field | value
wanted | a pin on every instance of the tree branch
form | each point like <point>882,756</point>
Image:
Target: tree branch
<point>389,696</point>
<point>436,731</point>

....

Transcribe the material above. Change nothing in it.

field | value
wanted | a pin on every instance of the tree branch
form | each point like <point>882,756</point>
Image:
Target: tree branch
<point>389,696</point>
<point>436,731</point>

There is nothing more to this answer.